Instruction
Look for the line containing "In this exercise you will tag the sky" in the listing below. Retype that line and every subsequent line through the last one, and only those.

(Collected data)

-- BEGIN --

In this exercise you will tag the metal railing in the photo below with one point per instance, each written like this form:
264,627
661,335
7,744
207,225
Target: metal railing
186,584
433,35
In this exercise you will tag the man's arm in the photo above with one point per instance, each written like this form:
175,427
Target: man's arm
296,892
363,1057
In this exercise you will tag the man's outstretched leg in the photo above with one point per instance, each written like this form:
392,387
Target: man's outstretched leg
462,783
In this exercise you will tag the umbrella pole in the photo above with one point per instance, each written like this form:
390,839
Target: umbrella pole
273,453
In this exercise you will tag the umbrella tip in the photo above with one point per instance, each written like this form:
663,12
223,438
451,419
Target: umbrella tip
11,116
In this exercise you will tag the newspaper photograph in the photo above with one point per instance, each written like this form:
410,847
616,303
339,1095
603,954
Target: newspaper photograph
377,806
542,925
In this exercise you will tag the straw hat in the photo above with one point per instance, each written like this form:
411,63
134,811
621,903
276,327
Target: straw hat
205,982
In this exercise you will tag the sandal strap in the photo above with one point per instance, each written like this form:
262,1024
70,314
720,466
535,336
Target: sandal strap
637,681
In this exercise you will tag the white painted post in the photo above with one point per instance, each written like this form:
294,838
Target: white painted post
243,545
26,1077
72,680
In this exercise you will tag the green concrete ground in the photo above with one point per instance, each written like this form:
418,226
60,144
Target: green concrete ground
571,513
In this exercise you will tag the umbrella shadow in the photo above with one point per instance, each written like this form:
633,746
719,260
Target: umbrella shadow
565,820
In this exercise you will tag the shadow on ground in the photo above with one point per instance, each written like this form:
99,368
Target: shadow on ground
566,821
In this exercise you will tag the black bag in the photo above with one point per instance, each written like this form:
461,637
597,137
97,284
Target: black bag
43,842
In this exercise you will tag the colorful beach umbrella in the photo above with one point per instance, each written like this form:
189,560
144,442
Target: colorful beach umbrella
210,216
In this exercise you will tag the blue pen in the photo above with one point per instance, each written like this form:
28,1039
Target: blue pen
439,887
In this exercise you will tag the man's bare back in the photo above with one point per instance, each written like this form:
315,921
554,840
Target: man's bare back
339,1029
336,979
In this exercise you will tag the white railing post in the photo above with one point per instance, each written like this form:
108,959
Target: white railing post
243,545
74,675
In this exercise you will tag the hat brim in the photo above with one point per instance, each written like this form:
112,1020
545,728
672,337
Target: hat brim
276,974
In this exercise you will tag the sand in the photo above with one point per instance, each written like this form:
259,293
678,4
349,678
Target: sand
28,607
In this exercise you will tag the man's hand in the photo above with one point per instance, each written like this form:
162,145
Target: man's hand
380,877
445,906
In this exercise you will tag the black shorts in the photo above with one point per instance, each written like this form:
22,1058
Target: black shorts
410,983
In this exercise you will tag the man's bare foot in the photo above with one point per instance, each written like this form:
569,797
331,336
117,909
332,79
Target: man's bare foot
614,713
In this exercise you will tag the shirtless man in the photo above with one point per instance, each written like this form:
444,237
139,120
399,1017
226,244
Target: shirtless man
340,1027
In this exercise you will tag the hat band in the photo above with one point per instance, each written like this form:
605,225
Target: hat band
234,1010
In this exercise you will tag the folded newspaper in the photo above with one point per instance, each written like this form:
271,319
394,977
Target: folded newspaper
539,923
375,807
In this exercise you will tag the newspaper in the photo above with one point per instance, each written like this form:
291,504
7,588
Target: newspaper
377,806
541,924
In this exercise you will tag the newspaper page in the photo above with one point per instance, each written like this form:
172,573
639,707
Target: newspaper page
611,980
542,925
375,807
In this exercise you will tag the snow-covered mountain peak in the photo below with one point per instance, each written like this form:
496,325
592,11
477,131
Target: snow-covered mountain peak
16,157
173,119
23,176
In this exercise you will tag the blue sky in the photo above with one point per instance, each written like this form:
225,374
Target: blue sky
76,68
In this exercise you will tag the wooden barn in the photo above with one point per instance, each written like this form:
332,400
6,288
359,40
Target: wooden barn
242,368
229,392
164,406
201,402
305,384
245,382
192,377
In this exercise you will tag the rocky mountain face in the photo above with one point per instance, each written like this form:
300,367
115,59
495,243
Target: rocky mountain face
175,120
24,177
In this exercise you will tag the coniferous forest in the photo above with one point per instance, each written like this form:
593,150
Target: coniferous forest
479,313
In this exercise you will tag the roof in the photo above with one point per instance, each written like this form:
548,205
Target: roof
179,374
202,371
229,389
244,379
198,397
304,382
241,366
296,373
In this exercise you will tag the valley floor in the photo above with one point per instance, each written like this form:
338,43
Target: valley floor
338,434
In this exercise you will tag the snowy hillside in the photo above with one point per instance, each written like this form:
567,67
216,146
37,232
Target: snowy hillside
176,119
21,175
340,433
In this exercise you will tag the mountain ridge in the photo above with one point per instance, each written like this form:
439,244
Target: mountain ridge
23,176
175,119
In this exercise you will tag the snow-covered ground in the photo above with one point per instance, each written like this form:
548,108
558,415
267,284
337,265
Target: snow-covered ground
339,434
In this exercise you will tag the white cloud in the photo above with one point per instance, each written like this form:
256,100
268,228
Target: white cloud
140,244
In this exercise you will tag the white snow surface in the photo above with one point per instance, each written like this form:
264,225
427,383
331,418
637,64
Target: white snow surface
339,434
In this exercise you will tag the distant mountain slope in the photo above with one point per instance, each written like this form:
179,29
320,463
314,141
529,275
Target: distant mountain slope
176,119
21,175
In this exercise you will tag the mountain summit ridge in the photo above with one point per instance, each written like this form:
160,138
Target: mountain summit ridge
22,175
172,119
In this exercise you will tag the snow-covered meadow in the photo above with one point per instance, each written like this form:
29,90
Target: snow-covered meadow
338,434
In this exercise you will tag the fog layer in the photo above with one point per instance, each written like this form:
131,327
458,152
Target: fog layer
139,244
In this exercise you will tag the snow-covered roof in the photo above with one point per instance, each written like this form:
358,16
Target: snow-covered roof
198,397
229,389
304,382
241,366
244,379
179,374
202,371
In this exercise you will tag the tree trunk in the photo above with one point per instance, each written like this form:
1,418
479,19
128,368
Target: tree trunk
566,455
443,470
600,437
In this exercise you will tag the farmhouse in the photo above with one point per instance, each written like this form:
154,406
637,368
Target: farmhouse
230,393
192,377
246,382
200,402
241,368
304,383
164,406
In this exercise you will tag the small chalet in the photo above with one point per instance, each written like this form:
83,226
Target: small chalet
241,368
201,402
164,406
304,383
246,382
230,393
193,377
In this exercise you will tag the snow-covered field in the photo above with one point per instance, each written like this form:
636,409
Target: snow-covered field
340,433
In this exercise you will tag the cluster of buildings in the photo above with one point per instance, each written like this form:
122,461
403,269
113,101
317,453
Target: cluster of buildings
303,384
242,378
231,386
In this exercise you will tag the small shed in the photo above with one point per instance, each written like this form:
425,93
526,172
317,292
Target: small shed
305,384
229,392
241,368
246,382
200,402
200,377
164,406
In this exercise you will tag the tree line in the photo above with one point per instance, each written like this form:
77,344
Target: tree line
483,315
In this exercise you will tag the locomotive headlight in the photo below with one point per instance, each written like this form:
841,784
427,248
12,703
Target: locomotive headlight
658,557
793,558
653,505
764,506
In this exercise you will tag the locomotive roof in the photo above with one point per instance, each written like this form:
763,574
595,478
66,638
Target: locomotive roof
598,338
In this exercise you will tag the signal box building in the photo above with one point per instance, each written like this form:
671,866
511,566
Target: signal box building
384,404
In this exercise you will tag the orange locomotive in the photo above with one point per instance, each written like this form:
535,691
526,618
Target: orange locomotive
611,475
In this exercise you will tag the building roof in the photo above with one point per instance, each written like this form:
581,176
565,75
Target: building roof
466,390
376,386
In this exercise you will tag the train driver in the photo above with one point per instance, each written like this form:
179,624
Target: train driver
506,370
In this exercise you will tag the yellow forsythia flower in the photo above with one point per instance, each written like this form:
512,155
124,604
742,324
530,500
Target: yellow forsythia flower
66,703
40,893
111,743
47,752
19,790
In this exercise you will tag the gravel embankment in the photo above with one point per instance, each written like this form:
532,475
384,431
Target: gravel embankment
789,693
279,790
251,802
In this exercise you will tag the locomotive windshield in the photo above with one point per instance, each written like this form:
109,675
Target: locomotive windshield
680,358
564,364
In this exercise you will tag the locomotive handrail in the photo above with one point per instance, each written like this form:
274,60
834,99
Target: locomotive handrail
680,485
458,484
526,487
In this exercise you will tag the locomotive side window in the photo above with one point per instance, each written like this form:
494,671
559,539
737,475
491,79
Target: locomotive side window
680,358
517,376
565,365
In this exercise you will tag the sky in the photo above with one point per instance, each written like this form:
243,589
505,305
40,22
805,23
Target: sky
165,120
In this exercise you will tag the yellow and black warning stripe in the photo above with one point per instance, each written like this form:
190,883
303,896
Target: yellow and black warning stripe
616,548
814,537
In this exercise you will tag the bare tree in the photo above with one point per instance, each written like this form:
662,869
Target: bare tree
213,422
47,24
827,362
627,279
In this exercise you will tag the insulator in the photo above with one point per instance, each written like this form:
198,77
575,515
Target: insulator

-- END --

Answer below
In this exercise you will tag the sky in the photo above with one point per instance, each written like this form:
243,589
505,305
40,22
805,23
Target: sky
165,120
In this exercise you will tag the yellow and black warning stripe in the photo above with one point per instance, each written like this form:
190,883
303,896
Target: yellow and black warning stripe
616,548
814,537
In this exercise you will tag the bare tree in the photo above with one point per instance, each written like this form:
662,869
Target: bare tree
213,422
47,24
827,362
627,279
In this exercise you will tag the insulator in the photo above with one point per instance, each written like this form:
198,77
575,515
Target: insulator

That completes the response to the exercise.